- [TASK REQUIREMENTS]: Copy out each line exactly; pictures stay out of the copy.

- [Point annotation records]:
* * * *

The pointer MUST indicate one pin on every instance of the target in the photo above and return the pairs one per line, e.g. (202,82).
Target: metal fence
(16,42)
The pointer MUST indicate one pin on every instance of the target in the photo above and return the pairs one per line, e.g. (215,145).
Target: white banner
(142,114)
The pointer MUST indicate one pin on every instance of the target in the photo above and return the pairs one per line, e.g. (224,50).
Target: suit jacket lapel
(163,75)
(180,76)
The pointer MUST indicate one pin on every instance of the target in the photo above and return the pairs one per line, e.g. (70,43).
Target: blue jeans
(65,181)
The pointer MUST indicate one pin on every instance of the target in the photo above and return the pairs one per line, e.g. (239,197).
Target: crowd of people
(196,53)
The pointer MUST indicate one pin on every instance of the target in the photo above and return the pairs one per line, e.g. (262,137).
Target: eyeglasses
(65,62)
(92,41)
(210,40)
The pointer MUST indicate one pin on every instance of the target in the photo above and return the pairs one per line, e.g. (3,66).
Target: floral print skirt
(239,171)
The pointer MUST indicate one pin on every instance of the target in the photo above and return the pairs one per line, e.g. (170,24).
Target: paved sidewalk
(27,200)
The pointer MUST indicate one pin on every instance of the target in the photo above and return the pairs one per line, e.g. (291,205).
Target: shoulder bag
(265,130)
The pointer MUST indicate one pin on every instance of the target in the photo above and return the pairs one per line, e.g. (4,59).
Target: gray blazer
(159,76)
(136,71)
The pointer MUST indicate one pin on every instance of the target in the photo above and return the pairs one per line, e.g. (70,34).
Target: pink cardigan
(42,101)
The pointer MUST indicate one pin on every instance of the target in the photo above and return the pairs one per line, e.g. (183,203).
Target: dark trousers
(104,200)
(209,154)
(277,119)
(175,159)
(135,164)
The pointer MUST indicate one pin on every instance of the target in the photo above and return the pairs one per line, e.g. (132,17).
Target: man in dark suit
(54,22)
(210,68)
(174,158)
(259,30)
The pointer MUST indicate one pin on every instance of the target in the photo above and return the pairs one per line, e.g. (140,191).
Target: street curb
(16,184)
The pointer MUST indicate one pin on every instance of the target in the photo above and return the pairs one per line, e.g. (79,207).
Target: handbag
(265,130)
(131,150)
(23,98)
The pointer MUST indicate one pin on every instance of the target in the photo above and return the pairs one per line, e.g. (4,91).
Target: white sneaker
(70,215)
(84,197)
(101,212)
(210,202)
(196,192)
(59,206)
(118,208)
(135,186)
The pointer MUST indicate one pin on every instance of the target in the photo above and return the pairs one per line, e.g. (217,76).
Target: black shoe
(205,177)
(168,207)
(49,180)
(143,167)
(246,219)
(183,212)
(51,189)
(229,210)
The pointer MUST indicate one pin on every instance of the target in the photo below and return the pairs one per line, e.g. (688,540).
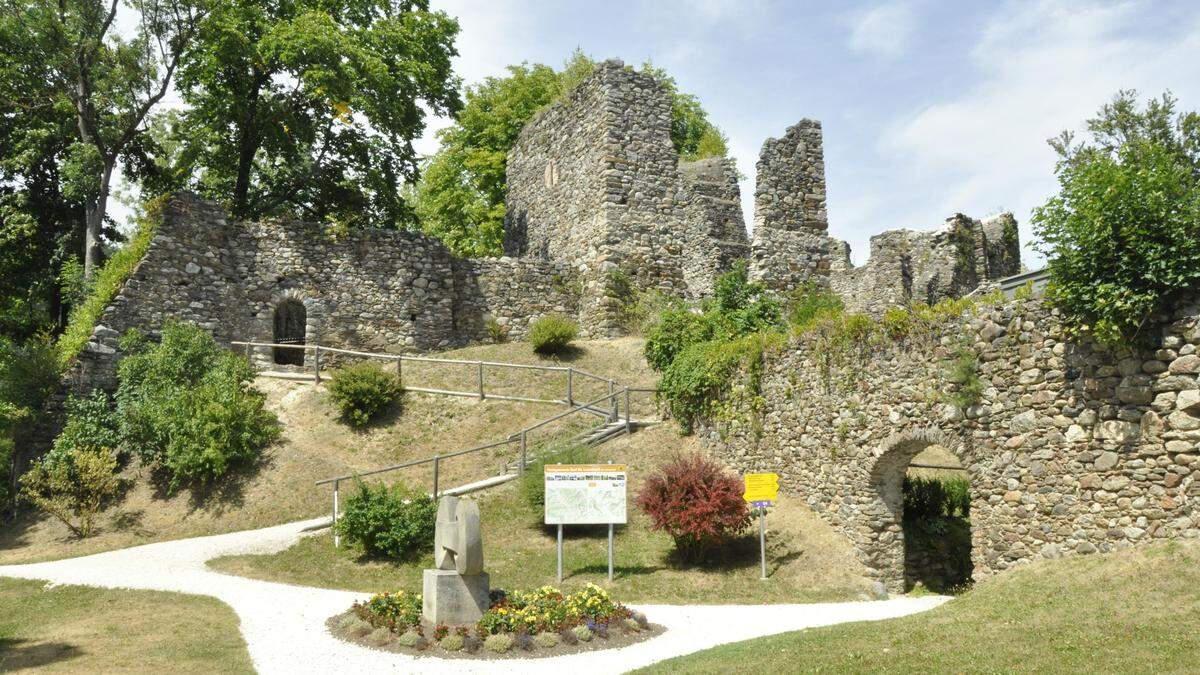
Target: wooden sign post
(761,490)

* * * *

- [RESULT]:
The pointer MUST indicate one pin on every instance of the target in the photo above and return the pairs one per line, e.g. (202,82).
Target: metal fence
(16,42)
The pointer MUST indicate one pin on every instance of the target in the photo above and return the pairs one per line, e.g. (215,145).
Target: white banner
(142,114)
The pointer MUST indicate one pin on every instance of the target in the photo above and return the pairs one per line, e.g. (224,50).
Target: suit jacket lapel
(163,75)
(180,76)
The pointer MUST indicate one pin on every instance of the target in the photo above and return the pairs one per line, e.g. (70,43).
Target: blue jeans
(65,181)
The pointer MUST indicate one pin on every instance of the target in the photo above and return the pairs one per line, e.g. (239,197).
Target: crowd of people
(196,53)
The pointer MUST indicate one pin on every instance of the target in the photo above and return the pairs one per line, e.g. (262,137).
Target: eyeglasses
(65,62)
(92,41)
(210,40)
The pointer MUST indicate one pin on every instance of the target in the photo above and return the pairs one per line, e.g. (3,66).
Target: floral print skirt
(239,171)
The pointer MUST indicate one pin on every instance of the target in the photo above and return the pairs one per line, e.g. (170,24).
Target: paved sidewalk
(27,200)
The pointer MUST indicate one pin on every instance of the target in the photo above and return the pairs one per line, e.g. (291,205).
Target: shoulder bag
(265,130)
The pointer MUST indicate one pin on every instance of the target in the photo above and return the pairs one per line, e.g. (4,59).
Target: gray blazer
(159,76)
(136,71)
The pointer MUST indicate one pin on every instance of the target in the photo above and return the pairs one per line, e.g. (70,34).
Target: pink cardigan
(42,101)
The pointer MUST indicate one pin on every instance of the target in the photo above and return the pairs one per line, e.g. (183,203).
Target: dark trousers
(104,200)
(209,154)
(277,119)
(175,159)
(135,164)
The pointer MUST indicate one pin on every instance of the target in the photo above and return the pairs one per line, e.g. (132,17).
Target: man in dark suit
(54,22)
(210,68)
(174,158)
(259,30)
The pointer MUST indicate one pin on every instance of the target in the photo above and return the pairs one per line, e.g. (140,191).
Target: street curb
(16,184)
The pointer MUST indicate one pin on every instance of the target in the photo above and return the pairs one per line, e.g. (79,207).
Target: handbag
(265,130)
(131,150)
(23,98)
The pointer MUST indicate one pin on every instance of the target in the photo above and return the pairs one per line, e.g. (4,91).
Target: white sneaker
(70,215)
(84,197)
(101,212)
(210,202)
(196,192)
(59,206)
(118,208)
(135,186)
The pointer MUST indicate one pin on every instance of the target in the photo above and return the pairs one per line, e.g. (217,76).
Target: black shoe
(205,177)
(168,207)
(49,180)
(143,167)
(246,219)
(183,212)
(51,189)
(229,210)
The pointer MUST indicate one pin on every instance of the target in the photo below and return the pairs one per line, e.g. (688,540).
Target: wooden sign post
(761,490)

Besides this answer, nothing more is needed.